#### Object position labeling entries
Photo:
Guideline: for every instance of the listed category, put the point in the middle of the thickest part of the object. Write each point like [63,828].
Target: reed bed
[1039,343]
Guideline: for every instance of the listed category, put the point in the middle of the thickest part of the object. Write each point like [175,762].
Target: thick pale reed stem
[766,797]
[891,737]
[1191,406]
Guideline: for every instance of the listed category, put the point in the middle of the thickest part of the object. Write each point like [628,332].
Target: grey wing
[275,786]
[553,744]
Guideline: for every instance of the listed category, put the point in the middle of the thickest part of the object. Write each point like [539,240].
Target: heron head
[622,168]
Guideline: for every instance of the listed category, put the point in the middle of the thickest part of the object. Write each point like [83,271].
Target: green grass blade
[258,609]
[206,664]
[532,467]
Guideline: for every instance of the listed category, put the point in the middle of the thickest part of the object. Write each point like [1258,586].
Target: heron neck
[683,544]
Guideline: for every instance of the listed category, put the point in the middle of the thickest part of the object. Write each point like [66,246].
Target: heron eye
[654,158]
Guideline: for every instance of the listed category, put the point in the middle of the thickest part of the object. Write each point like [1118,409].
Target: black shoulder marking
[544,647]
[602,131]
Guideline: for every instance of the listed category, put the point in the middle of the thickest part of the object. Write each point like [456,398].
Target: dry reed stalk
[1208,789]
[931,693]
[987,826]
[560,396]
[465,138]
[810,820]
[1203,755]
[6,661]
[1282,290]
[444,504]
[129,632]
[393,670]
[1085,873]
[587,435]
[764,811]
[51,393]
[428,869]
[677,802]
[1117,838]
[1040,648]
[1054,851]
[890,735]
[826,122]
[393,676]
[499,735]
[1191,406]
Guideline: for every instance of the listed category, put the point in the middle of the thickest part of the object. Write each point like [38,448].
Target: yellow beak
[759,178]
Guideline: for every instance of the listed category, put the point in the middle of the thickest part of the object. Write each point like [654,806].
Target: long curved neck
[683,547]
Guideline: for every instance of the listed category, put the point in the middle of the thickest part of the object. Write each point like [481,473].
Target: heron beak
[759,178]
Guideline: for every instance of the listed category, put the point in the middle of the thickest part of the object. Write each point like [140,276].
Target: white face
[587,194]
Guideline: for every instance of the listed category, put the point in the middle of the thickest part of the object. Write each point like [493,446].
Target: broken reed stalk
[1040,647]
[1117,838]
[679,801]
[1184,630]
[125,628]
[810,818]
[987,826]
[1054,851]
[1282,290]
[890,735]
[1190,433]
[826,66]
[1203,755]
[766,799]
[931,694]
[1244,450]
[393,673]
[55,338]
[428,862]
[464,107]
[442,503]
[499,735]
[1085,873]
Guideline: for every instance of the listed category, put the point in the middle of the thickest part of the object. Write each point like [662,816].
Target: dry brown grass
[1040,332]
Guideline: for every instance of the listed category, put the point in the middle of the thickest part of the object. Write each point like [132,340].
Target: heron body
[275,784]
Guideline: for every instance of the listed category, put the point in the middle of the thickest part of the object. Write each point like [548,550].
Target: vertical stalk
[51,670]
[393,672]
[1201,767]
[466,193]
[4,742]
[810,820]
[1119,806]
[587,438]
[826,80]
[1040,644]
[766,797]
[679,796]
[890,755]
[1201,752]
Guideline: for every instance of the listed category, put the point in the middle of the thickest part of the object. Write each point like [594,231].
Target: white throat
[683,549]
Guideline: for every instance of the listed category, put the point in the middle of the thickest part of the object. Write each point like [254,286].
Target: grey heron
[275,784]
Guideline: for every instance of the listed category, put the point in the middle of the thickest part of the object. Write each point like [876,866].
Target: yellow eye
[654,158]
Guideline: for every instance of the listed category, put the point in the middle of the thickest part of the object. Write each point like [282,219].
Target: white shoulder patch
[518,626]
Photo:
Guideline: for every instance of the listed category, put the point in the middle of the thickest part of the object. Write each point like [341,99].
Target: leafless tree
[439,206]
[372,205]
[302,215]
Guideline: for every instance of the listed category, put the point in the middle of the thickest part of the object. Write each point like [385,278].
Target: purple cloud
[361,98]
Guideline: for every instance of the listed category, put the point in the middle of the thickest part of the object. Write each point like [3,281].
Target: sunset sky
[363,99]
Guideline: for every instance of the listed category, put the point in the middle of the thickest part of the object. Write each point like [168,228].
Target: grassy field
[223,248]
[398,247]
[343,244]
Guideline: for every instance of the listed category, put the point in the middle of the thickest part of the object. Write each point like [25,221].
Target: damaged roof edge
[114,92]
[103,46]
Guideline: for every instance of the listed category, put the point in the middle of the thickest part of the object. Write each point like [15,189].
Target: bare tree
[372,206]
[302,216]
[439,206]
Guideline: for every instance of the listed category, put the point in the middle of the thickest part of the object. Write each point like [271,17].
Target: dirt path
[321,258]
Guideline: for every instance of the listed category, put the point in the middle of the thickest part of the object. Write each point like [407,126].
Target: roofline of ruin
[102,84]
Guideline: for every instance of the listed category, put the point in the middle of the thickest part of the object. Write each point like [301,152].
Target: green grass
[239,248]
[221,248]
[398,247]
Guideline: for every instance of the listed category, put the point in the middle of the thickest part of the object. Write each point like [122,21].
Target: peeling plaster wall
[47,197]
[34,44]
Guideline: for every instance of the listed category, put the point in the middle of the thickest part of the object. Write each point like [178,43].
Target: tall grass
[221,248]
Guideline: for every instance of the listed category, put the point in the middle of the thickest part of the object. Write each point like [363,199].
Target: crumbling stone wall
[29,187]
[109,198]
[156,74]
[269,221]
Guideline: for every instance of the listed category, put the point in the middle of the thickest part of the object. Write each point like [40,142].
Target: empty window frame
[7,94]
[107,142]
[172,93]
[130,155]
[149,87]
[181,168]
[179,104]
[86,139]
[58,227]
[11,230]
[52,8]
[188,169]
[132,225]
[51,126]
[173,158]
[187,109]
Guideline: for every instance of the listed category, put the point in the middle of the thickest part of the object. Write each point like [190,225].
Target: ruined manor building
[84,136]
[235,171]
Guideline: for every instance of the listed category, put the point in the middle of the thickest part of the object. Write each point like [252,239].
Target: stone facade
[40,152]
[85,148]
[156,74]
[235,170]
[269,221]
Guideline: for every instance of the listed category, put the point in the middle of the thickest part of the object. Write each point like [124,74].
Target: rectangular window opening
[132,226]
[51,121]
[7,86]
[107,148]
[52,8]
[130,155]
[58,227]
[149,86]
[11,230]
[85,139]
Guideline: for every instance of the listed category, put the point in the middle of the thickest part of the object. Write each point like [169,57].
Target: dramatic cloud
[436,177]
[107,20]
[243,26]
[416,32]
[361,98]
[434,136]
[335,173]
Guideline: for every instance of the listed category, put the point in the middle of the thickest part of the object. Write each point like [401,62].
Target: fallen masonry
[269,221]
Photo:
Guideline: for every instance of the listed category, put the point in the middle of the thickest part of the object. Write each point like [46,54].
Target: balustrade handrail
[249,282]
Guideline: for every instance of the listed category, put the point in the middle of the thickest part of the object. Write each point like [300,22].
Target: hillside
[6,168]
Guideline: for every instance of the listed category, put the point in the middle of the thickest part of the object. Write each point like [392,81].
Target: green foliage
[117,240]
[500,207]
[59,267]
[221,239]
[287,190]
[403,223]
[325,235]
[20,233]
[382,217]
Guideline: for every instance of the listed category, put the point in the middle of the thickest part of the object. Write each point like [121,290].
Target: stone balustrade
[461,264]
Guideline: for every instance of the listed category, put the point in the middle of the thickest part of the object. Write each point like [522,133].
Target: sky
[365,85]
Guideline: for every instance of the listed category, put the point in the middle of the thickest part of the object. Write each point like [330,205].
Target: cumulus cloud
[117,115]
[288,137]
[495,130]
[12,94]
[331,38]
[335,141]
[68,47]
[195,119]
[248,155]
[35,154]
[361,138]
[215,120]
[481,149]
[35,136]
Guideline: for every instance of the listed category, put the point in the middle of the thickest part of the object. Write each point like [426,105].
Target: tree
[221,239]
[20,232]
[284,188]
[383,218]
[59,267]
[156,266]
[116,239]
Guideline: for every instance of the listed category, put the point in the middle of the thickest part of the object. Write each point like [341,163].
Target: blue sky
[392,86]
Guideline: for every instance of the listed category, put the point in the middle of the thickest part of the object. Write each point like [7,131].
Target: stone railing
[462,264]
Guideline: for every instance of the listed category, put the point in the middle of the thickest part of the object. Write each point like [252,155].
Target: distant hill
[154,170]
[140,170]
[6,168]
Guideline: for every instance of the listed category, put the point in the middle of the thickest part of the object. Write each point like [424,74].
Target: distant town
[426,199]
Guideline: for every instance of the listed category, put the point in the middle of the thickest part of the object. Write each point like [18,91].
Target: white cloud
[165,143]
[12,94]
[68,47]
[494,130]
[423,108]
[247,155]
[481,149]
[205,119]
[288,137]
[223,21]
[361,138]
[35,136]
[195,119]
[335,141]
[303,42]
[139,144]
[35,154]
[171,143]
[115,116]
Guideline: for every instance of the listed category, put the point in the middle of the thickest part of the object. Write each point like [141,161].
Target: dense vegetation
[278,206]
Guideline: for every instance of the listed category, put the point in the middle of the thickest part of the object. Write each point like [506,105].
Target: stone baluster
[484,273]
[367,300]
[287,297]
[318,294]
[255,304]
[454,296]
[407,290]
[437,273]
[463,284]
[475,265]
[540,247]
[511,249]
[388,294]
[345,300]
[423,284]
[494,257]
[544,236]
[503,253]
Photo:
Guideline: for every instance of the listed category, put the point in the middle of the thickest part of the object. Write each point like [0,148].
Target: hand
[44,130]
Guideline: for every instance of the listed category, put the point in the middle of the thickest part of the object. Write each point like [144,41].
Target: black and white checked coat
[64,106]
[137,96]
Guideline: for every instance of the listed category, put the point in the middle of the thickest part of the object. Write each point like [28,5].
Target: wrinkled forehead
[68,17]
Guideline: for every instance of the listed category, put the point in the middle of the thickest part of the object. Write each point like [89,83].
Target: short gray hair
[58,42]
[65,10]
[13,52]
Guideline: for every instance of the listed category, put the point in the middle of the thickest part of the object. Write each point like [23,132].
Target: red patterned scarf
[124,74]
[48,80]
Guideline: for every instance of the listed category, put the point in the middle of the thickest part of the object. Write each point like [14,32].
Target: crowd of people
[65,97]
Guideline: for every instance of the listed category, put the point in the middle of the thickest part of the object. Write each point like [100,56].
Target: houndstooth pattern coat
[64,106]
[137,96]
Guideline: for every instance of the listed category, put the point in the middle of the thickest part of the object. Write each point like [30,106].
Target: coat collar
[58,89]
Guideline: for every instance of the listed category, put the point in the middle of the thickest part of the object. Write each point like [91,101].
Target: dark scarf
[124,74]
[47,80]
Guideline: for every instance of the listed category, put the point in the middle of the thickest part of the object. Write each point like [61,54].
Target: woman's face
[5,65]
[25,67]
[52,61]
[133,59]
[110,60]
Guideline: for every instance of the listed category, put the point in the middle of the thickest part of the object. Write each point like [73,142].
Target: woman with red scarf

#### Stated task
Reproduce the material from the line containing "point like [30,106]." through the end, replacing "dark scarf" with "black scarf" and leaving everything else as it is.

#### Right answer
Guideline: for every instance of the listed category, put the point in the middle of the thickest part of the object. Write each point like [30,106].
Target: coat collar
[58,89]
Guideline: for every instance of the listed category, put the point in the middle of the thickest part of the object. Write each point like [91,101].
Target: black scarf
[124,74]
[47,80]
Guideline: for every instance of the listed category, put the point in the middle of the thickest part of the object. Write each point like [61,54].
Target: woman's face
[5,65]
[25,67]
[52,61]
[133,59]
[110,60]
Guideline: for every instance of the listed category, put the point in the middle of the thickest part of the object. Write each point like [73,142].
Target: woman with red scarf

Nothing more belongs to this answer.